> **PASSAGE GIVEN**:
** Begin **

Reads "The Pollywogs".

Sometimes they are called tadpoles, but that is in a schoolbook or back east, & we always called them pollywogs. We always got them from the water under the railroad station. Somewhere it is called a bog but we always called it a slough. I loved to have them in a Mason jar with water from the tap, to watch them. You wanted to watch the legs come out but you never did. They were there one morning. You wanted to watch them when they were frogs but you never did. I cant remember why you never did. Not in jumping but in swimming.

Not in the grass but in the water. Not in the croaking but in the silent swimming with a tail. The tail would entirely disappear but I cant remember the tail disappearing. Almost, but not. It is a story someone was going to tell but I never heard it.

I heard the rocks on the hard dry earth baked & packt in our back alley. I walkt in the alley & saw the pollywogs where someone had overturned a jar of them & the water disappeared into the hot air or the baked earth. The pollywogs were a clump of jelly with no tails. They were silver in the sun. It was silver among the gray rocks on the earth.

 

George Bowering

00:29:31.07

"The Flying Dream". This is the origin of why I decided to write poetry I think, or at least I've always made that connection. "The Flying Dream".

 

Annotation

00:29:40.55

Reads "The Flying Dream".

The word from my hand follows the release of my eye from the dream of my release from the ground but just. Growing up is knowing all the evils of the world & failings of all people

will not be corrected before the end of my life.

** End **

> **TO-DO LIST**:
1. According to the reading transcript, why does George Bowering call attention to "The Flying Dream" before reading it? Answer in one to three sentences.
2. In the reading transcript, where did they always get the pollywogs?
3. Decide whether each statement agrees with the reading transcript, and support each answer with the deciding words from the text: (a) The speaker always called them tadpoles. (b) The pollywogs were kept in a Mason jar with water from the tap. (c) The speaker watched the pollywogs' legs come out.
You won't need the records for any of these tasks.

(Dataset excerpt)
** Begin **

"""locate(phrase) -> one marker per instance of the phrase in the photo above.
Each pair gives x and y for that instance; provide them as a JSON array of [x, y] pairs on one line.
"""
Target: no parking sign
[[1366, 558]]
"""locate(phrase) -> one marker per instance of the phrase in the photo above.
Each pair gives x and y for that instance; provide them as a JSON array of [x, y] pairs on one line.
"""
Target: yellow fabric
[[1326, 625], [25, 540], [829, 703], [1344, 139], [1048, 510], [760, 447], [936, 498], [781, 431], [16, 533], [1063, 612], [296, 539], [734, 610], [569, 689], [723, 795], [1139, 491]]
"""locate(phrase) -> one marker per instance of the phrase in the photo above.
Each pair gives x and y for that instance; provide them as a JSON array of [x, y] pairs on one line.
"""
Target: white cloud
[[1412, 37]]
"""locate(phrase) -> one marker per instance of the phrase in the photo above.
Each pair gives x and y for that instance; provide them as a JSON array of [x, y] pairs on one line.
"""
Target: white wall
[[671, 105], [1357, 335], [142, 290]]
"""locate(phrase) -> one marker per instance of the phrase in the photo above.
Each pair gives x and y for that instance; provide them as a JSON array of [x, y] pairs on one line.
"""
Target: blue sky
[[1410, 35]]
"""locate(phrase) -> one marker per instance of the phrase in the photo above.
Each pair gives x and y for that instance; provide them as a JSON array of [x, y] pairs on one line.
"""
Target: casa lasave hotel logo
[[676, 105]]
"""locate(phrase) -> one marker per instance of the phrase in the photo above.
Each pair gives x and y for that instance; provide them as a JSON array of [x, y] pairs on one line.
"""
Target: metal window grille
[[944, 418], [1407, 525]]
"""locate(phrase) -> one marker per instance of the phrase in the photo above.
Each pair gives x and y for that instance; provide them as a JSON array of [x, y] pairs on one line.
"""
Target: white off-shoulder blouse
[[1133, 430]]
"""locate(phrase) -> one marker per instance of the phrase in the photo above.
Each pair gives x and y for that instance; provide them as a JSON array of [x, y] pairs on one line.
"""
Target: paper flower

** End **

> **WORKED ANSWERS**:
1. He says he thinks it is the origin of why he decided to write poetry, or at least that he has always made that connection.

2. From the water under the railroad station.

3.
(a) No: "Sometimes they are called tadpoles, but that is in a schoolbook or back east, & we always called them pollywogs."
(b) Yes: "I loved to have them in a Mason jar with water from the tap, to watch them."
(c) No: "You wanted to watch the legs come out but you never did."